- [Challenge]
Please render every line of the entries below as a Markdown table with two columns, Row and Line, numbering each row and leaving out blank lines.

================

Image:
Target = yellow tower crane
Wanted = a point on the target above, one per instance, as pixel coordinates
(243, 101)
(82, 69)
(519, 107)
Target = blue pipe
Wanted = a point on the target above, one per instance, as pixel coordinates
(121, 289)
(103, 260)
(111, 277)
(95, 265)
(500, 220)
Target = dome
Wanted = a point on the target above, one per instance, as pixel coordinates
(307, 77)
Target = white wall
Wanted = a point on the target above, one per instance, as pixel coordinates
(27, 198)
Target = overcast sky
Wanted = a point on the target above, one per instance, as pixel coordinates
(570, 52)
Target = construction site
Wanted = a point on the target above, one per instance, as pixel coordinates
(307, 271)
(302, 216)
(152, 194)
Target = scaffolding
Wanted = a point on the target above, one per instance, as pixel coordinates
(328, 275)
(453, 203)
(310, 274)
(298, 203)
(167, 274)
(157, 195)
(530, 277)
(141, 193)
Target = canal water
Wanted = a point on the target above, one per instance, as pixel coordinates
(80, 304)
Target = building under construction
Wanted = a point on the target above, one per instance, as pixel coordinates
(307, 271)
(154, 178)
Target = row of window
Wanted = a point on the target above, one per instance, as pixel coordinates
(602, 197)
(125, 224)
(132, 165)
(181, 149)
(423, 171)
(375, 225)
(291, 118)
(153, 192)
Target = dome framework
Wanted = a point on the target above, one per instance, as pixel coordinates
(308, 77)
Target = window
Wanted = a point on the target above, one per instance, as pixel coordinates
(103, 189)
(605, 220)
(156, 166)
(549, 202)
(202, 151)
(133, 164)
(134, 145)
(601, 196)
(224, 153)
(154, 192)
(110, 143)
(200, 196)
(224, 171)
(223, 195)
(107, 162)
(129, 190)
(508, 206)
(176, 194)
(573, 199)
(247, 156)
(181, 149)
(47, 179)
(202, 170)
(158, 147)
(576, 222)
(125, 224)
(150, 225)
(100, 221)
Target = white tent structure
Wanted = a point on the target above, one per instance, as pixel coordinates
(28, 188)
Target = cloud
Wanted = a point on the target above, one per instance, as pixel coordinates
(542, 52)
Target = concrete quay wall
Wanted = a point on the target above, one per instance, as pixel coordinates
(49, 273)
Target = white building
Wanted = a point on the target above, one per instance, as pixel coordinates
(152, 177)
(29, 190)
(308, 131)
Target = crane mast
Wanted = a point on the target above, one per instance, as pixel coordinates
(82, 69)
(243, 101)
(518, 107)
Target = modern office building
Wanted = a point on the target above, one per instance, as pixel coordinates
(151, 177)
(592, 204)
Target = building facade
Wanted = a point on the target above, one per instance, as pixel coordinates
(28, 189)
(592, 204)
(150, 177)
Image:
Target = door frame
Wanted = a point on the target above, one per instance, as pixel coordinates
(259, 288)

================

- [Output below]
| Row | Line |
|---|---|
| 1 | Image: |
| 2 | Target = yellow tower crane |
| 3 | Wanted = a point on the target above, one per instance, as pixel coordinates |
| 4 | (243, 101) |
| 5 | (82, 69) |
| 6 | (519, 107) |
| 7 | Target = blue pipe |
| 8 | Wanted = a point on the target above, one per instance, as pixel coordinates |
| 9 | (121, 289) |
| 10 | (103, 260) |
| 11 | (111, 277) |
| 12 | (95, 265) |
| 13 | (500, 220) |
| 14 | Target = dome |
| 15 | Wanted = a point on the target above, one per instance, as pixel coordinates |
| 16 | (307, 77) |
| 17 | Target = white wall |
| 18 | Wanted = a point on the target above, one per instance, as pixel coordinates |
| 19 | (27, 198) |
| 20 | Target = overcast sky |
| 21 | Wanted = a point on the target above, one per instance, as pixel coordinates |
| 22 | (570, 52) |
| 23 | Target = construction site |
| 24 | Wanted = a point on the target above, one per instance, as pixel coordinates |
| 25 | (307, 271) |
| 26 | (302, 216) |
| 27 | (152, 194) |
| 28 | Target = scaffolding |
| 29 | Wanted = a point on the target above, one per instance, as pixel coordinates |
| 30 | (328, 275) |
| 31 | (453, 203) |
| 32 | (310, 274) |
| 33 | (298, 203) |
| 34 | (167, 274) |
| 35 | (157, 195) |
| 36 | (530, 277) |
| 37 | (141, 193) |
| 38 | Target = canal water |
| 39 | Wanted = a point on the target above, one per instance, as pixel coordinates |
| 40 | (80, 304) |
| 41 | Target = building under construction |
| 42 | Wanted = a point on the target above, one per instance, as pixel coordinates |
| 43 | (307, 271) |
| 44 | (154, 178) |
| 45 | Target = row of window |
| 46 | Wanted = a point on the target above, one per instance, as pixel coordinates |
| 47 | (602, 197) |
| 48 | (125, 224) |
| 49 | (132, 165) |
| 50 | (181, 149) |
| 51 | (423, 171) |
| 52 | (375, 225) |
| 53 | (291, 118) |
| 54 | (153, 192) |
| 55 | Target = dome framework |
| 56 | Wanted = a point on the target above, one per instance, as pixel coordinates |
| 57 | (308, 77) |
| 58 | Target = window |
| 59 | Wanted = a point on the target above, one per instance, as pixel coordinates |
| 60 | (103, 189) |
| 61 | (605, 220) |
| 62 | (156, 166) |
| 63 | (549, 202) |
| 64 | (202, 151) |
| 65 | (133, 164) |
| 66 | (134, 145) |
| 67 | (601, 196) |
| 68 | (224, 153) |
| 69 | (154, 192) |
| 70 | (110, 143) |
| 71 | (200, 196) |
| 72 | (224, 171) |
| 73 | (223, 195) |
| 74 | (107, 162) |
| 75 | (129, 190) |
| 76 | (508, 206) |
| 77 | (176, 194) |
| 78 | (573, 199) |
| 79 | (247, 156) |
| 80 | (181, 149) |
| 81 | (47, 179) |
| 82 | (202, 170) |
| 83 | (158, 147) |
| 84 | (576, 222) |
| 85 | (125, 224) |
| 86 | (150, 225) |
| 87 | (100, 221) |
| 88 | Target = white tent structure |
| 89 | Wanted = a point on the target above, one per instance, as pixel coordinates |
| 90 | (28, 188) |
| 91 | Target = cloud |
| 92 | Wanted = a point on the target above, one per instance, as pixel coordinates |
| 93 | (542, 52) |
| 94 | Target = concrete quay wall |
| 95 | Wanted = a point on the target above, one per instance, as pixel coordinates |
| 96 | (49, 273) |
| 97 | Target = white building |
| 98 | Wanted = a point on the target above, one per instance, as pixel coordinates |
| 99 | (152, 177) |
| 100 | (29, 190) |
| 101 | (308, 131) |
| 102 | Target = crane mast |
| 103 | Wanted = a point on the target above, one per instance, as pixel coordinates |
| 104 | (82, 69) |
| 105 | (243, 101) |
| 106 | (518, 107) |
| 107 | Target = modern office building |
| 108 | Wanted = a point on the target above, one per instance, as pixel coordinates |
| 109 | (151, 177) |
| 110 | (592, 204) |
| 111 | Target = building facade |
| 112 | Wanted = a point on the target above, one per instance, as pixel coordinates |
| 113 | (28, 189) |
| 114 | (592, 204) |
| 115 | (150, 177) |
| 116 | Image: |
| 117 | Target = door frame |
| 118 | Wanted = a point on the target above, one per instance, as pixel coordinates |
| 119 | (259, 288) |